======== Record list ========

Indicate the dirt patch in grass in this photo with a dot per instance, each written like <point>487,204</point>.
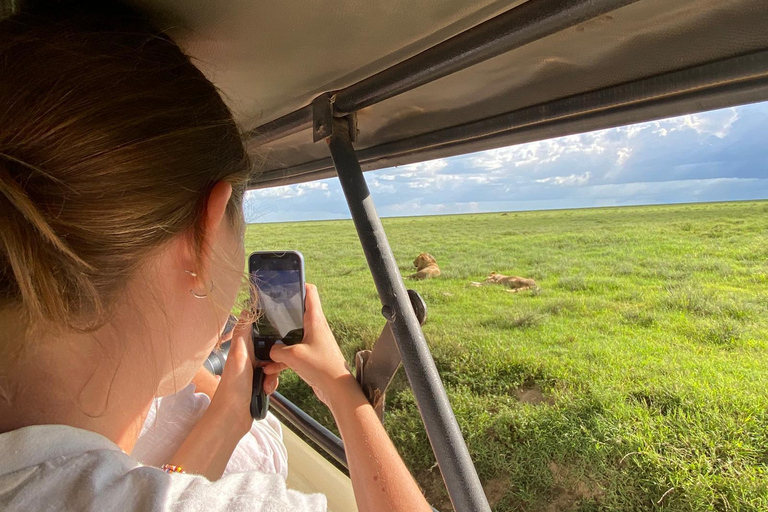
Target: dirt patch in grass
<point>532,394</point>
<point>495,489</point>
<point>569,492</point>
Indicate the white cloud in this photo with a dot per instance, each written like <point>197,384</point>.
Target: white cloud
<point>702,156</point>
<point>572,180</point>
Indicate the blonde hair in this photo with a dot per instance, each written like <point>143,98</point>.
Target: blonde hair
<point>110,143</point>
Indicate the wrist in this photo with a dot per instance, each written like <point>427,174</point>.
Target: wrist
<point>343,392</point>
<point>231,419</point>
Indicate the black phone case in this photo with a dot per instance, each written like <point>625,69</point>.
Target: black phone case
<point>259,399</point>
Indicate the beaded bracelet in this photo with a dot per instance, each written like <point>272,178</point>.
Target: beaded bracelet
<point>170,468</point>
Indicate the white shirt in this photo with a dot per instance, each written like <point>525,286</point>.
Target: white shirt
<point>171,419</point>
<point>57,467</point>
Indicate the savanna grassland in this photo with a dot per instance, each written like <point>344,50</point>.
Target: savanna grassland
<point>634,379</point>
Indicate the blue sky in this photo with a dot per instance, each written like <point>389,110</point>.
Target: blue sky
<point>720,155</point>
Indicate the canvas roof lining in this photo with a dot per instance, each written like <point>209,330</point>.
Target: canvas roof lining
<point>633,42</point>
<point>271,58</point>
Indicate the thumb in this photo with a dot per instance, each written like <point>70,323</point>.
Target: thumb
<point>281,353</point>
<point>238,360</point>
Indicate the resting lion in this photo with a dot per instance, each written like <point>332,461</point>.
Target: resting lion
<point>515,283</point>
<point>426,265</point>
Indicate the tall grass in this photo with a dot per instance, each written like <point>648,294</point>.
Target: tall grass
<point>647,343</point>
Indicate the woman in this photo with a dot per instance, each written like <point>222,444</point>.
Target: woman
<point>122,177</point>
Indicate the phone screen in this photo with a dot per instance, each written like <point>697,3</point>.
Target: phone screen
<point>279,302</point>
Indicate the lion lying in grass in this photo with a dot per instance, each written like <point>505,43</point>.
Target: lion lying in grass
<point>426,267</point>
<point>515,283</point>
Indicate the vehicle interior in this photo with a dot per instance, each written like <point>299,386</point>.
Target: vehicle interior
<point>324,90</point>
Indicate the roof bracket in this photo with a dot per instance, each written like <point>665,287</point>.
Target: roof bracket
<point>322,117</point>
<point>323,114</point>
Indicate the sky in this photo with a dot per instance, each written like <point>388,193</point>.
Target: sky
<point>720,155</point>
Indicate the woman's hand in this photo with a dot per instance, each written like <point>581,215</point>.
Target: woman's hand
<point>317,359</point>
<point>209,446</point>
<point>233,395</point>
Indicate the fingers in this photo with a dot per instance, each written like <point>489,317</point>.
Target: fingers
<point>312,306</point>
<point>281,354</point>
<point>270,383</point>
<point>274,368</point>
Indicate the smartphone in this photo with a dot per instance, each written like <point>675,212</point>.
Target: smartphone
<point>278,301</point>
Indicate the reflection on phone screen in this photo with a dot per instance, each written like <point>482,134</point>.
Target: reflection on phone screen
<point>279,304</point>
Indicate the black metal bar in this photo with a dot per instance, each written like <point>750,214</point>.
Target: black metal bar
<point>443,431</point>
<point>729,82</point>
<point>512,29</point>
<point>281,127</point>
<point>308,426</point>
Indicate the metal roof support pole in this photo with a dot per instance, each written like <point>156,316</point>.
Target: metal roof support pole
<point>451,452</point>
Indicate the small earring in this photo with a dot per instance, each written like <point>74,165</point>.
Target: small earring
<point>193,292</point>
<point>197,295</point>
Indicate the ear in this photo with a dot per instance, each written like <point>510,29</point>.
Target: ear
<point>214,223</point>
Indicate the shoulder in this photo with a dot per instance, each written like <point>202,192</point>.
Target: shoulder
<point>103,478</point>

========

▶ _Exercise requirements_: Rewrite every line of the entries above as a single numbered list, skipping blank lines and leaving the pictures out.

▶ _Result of this exercise_:
1. Indicate the dirt patch in grass in this photo with a dot per instance, each written like <point>487,204</point>.
2. Target: dirt patch in grass
3. <point>532,394</point>
4. <point>495,489</point>
5. <point>569,492</point>
6. Indicate the white cloud in this photo with a dot per instance, each written like <point>197,384</point>.
7. Target: white cloud
8. <point>702,156</point>
9. <point>572,180</point>
10. Indicate the blonde hair in this photo with a dot per instance, each written like <point>143,98</point>.
11. Target: blonde hair
12. <point>110,143</point>
13. Indicate the wrist in this photo with a dot per instance, each written like <point>427,174</point>.
14. Target: wrist
15. <point>343,392</point>
16. <point>231,419</point>
17. Indicate the black phone case in this photo with a dot per instance, each written like <point>625,69</point>.
18. Target: black phone case
19. <point>259,399</point>
20. Indicate the beaded bracelet in this photo with a dot per instance, each written like <point>272,178</point>.
21. Target: beaded bracelet
22. <point>170,468</point>
23. Indicate the white shirt in this photo with a dot per instance, each written like <point>525,286</point>.
24. Target: white shirt
25. <point>171,419</point>
26. <point>57,467</point>
27. Indicate the savanna grassland in this photo with a dot per instance, each written like <point>344,50</point>.
28. Target: savanna grassland
29. <point>634,379</point>
30. Indicate the blue sky in this photo with a dot per instance, each written like <point>389,110</point>.
31. Target: blue sky
32. <point>720,155</point>
33. Indicate the canvas roof lining in this photo with a dot per instance, each written like <point>209,330</point>.
34. Target: canvas roof lining
35. <point>633,42</point>
36. <point>271,58</point>
37. Indicate the thumb in this photo with a dot per instance, each written like <point>70,323</point>.
38. Target: thumb
39. <point>281,353</point>
40. <point>238,360</point>
41. Indicate the resting lion in this photo with a dot per instance, each written like <point>332,461</point>.
42. Target: resting lion
43. <point>515,283</point>
44. <point>426,265</point>
45. Indicate the tall grass in this photo with a dot per instance, each written like <point>648,294</point>.
46. Target: tall grass
47. <point>647,343</point>
48. Indicate the woman in this photo with a dot per instance, each written like <point>222,444</point>.
49. Target: woman
50. <point>122,177</point>
51. Indicate the phone screen in this photo with a dot per instance, each written like <point>697,3</point>.
52. Target: phone screen
53. <point>279,302</point>
54. Indicate the lion lying in grass in this photo with a dot per instance, each written like <point>505,43</point>.
55. Target: lion lying in grass
56. <point>426,267</point>
57. <point>515,283</point>
58. Indicate the vehicle interior in this photo with a dot per instance, each written like <point>299,386</point>.
59. Target: vehicle interior
60. <point>324,90</point>
61. Indicate the roof bracket in this photo with a dot per instance, each written like <point>665,287</point>.
62. Target: roof bracket
63. <point>322,117</point>
64. <point>323,114</point>
65. Indicate the sky in this photo with a dot per instance, each written like <point>388,193</point>.
66. Target: sky
67. <point>720,155</point>
68. Indicate the woman's hand in this photo with a dot per instance, each written like <point>581,215</point>.
69. Target: woman's hand
70. <point>317,359</point>
71. <point>209,446</point>
72. <point>233,395</point>
73. Indicate the fingers in this photo with a dot per instance, each written like <point>489,317</point>.
74. Target: fingers
75. <point>312,306</point>
76. <point>281,354</point>
77. <point>270,383</point>
78. <point>274,368</point>
79. Indicate the smartphone in this photo with a dot per instance, each written like <point>675,212</point>.
80. Target: smartphone
81. <point>278,301</point>
82. Indicate the reflection on phone screen in this photo with a dot per instance, each written like <point>482,134</point>.
83. Target: reflection on phone screen
84. <point>279,304</point>
85. Indicate the black metal bar in this photo with a dot per instance, each written like <point>750,214</point>.
86. Target: black metal bar
87. <point>443,431</point>
88. <point>729,82</point>
89. <point>512,29</point>
90. <point>281,127</point>
91. <point>308,426</point>
92. Indicate the metal roof support pole in this photo with a dot per instance, each written like <point>156,316</point>.
93. Target: metal roof support pole
94. <point>451,452</point>
95. Indicate the small earring in this photo with a dot per instance, each written like <point>74,165</point>.
96. Target: small earring
97. <point>193,292</point>
98. <point>197,295</point>
99. Indicate the ear in this photo with a dot per instance, each written like <point>510,29</point>.
100. Target: ear
101. <point>214,223</point>
102. Indicate the shoulder in this photo with a dot per instance, each written like <point>202,192</point>.
103. Target: shoulder
104. <point>103,478</point>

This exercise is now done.